## Objective
Pick out each line in the entries below that contains the string "twig".

## Extracted data

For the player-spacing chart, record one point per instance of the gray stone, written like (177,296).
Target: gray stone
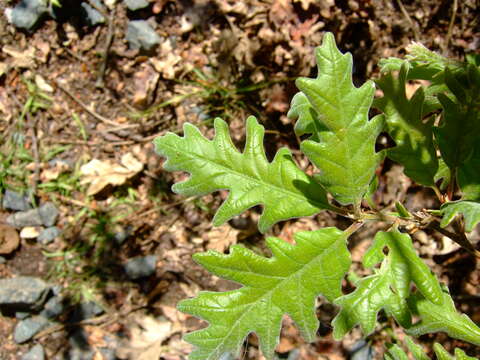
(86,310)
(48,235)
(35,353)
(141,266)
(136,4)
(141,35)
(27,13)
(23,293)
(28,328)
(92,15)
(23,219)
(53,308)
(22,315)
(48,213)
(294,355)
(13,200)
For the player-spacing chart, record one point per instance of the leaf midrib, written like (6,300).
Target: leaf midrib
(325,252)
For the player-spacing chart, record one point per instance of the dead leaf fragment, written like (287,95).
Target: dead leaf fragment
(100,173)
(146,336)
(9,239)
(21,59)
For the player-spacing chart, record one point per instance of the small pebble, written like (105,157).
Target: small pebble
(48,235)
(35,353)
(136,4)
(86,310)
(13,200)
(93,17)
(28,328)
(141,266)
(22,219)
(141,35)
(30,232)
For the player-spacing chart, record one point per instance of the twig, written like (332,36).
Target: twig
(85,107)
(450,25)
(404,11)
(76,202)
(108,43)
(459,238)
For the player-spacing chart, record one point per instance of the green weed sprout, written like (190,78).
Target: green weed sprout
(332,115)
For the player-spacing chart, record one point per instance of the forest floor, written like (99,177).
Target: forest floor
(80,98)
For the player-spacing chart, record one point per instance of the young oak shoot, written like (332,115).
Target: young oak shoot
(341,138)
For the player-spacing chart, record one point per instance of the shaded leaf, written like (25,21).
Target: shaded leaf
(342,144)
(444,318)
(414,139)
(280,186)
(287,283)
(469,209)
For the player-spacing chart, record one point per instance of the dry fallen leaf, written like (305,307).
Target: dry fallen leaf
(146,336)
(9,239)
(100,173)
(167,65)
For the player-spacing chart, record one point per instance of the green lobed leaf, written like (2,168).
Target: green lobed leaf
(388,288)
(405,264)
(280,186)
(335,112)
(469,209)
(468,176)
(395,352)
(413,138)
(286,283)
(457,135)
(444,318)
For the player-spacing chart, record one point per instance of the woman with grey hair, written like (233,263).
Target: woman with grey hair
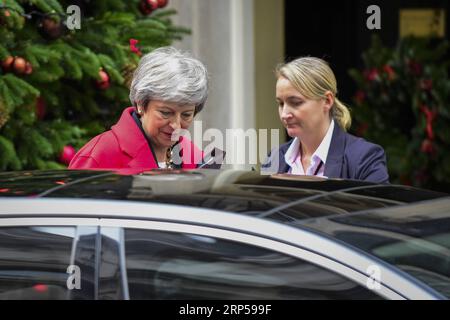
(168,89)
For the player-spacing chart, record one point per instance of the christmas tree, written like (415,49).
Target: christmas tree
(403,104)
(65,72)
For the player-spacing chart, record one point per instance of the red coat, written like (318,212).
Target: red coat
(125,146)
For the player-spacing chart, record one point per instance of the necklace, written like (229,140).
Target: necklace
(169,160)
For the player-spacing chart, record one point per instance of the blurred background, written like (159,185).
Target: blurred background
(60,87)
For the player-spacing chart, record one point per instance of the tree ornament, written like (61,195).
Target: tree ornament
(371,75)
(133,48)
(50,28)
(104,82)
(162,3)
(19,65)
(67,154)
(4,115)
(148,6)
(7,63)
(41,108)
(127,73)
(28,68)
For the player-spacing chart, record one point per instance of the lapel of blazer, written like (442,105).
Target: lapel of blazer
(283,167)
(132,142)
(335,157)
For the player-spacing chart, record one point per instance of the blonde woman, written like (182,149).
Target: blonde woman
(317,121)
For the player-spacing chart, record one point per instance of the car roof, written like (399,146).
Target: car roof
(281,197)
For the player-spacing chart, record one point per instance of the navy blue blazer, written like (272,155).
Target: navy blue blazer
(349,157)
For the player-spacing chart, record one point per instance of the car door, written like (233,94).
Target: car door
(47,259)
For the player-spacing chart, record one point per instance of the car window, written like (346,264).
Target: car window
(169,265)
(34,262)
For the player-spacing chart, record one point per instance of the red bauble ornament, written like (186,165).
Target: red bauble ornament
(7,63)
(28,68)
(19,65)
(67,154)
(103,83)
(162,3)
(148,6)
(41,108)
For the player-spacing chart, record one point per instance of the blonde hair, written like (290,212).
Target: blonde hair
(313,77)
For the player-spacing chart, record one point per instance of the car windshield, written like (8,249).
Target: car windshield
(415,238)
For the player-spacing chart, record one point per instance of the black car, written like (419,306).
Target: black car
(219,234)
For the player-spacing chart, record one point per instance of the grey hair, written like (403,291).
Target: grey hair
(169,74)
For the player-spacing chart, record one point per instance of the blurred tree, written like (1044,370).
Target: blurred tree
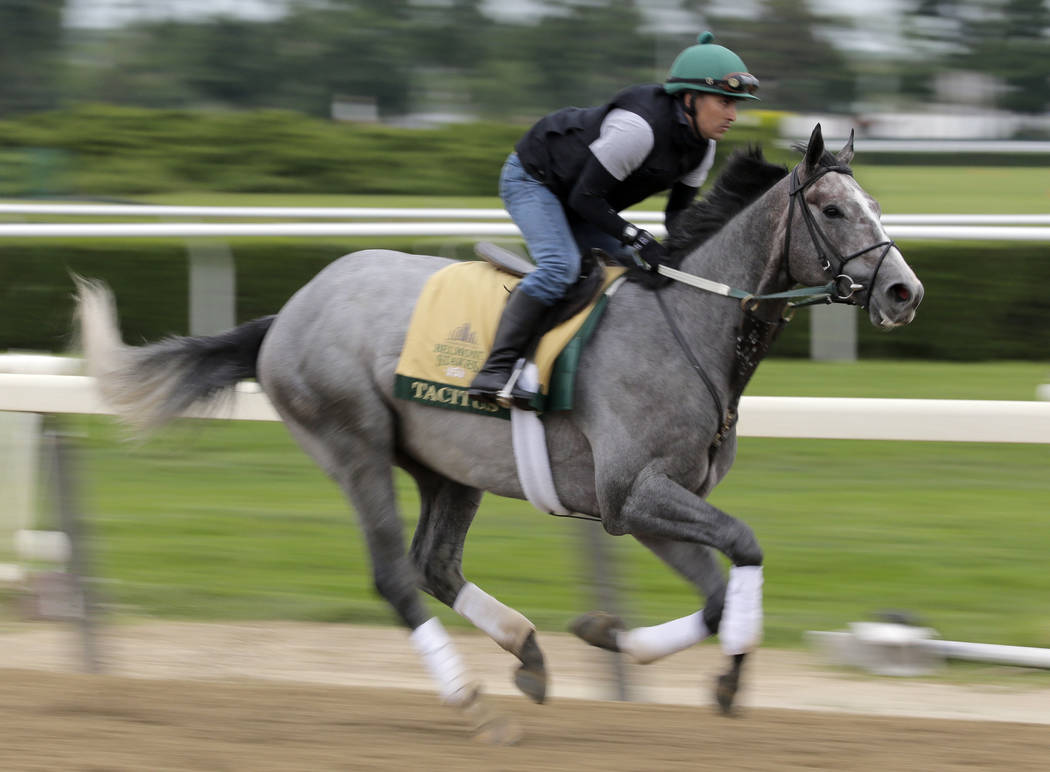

* * *

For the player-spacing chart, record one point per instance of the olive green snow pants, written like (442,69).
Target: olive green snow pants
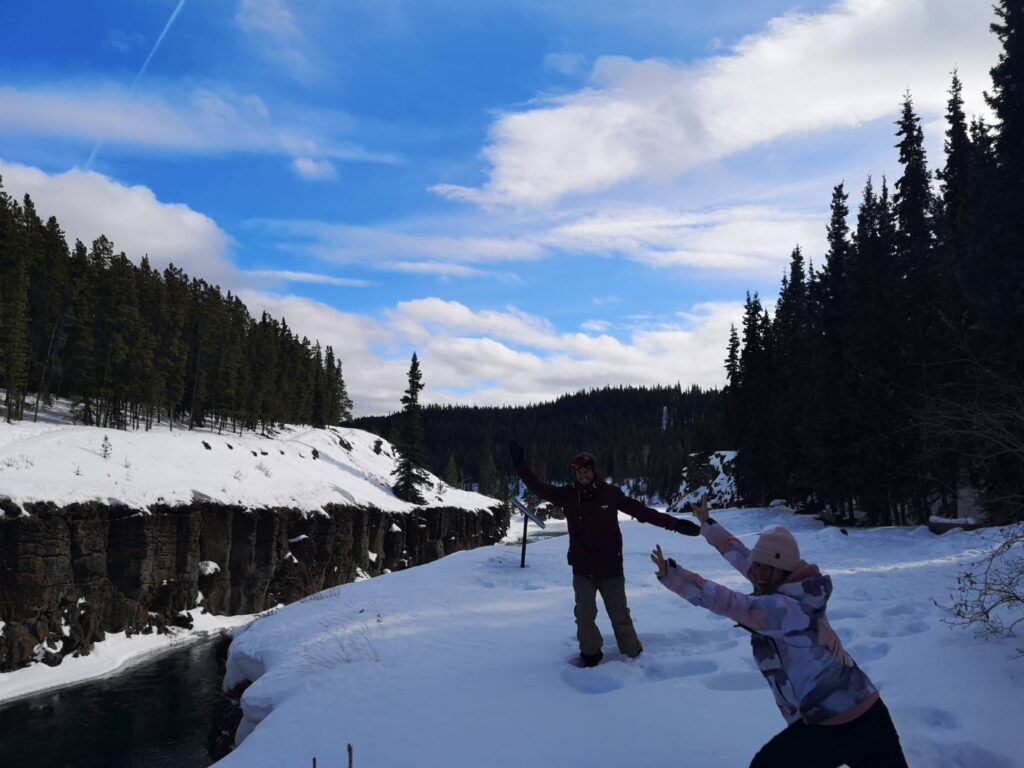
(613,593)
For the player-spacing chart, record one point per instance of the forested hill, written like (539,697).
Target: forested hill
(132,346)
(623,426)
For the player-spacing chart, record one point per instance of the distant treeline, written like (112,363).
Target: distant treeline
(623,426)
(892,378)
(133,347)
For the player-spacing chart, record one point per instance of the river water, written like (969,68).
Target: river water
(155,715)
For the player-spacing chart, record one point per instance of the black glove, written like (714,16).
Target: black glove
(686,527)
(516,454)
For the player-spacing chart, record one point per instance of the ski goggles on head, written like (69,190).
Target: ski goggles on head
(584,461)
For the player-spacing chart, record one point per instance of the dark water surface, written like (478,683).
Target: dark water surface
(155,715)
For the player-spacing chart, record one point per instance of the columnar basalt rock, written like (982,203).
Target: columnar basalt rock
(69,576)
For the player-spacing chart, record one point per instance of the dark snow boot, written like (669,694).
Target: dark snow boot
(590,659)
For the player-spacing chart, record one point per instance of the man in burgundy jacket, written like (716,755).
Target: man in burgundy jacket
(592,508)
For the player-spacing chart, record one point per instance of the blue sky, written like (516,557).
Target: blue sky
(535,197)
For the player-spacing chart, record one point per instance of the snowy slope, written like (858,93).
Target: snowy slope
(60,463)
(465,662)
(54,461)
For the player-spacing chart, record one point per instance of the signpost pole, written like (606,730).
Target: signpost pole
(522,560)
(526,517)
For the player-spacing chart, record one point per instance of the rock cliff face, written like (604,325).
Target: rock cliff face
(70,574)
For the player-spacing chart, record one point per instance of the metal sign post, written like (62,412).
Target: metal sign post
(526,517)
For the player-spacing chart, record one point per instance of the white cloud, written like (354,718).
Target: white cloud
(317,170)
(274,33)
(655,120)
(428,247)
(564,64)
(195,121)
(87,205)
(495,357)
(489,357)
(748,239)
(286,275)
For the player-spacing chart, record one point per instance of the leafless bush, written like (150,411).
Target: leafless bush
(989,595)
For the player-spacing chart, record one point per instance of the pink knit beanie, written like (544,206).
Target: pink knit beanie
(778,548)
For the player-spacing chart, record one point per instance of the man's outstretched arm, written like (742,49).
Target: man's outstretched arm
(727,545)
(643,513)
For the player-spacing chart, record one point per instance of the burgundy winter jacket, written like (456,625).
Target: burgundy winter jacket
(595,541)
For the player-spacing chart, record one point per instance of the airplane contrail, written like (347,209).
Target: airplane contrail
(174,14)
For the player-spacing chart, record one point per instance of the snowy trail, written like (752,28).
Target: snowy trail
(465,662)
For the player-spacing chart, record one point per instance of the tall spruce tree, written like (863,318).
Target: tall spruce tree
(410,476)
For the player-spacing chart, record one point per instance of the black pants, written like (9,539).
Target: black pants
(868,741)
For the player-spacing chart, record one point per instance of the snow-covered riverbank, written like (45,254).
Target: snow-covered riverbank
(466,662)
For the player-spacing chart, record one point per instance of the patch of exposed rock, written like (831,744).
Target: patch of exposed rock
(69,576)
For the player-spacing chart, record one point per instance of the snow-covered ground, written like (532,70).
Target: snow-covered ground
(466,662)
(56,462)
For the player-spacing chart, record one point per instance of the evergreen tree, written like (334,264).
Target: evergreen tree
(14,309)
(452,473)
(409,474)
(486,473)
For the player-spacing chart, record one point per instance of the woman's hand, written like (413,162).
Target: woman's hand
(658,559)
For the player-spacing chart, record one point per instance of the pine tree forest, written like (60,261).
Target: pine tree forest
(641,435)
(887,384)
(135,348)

## Result of the exercise
For the player-spacing chart, record one point per instance of the twig, written like (332,36).
Target: twig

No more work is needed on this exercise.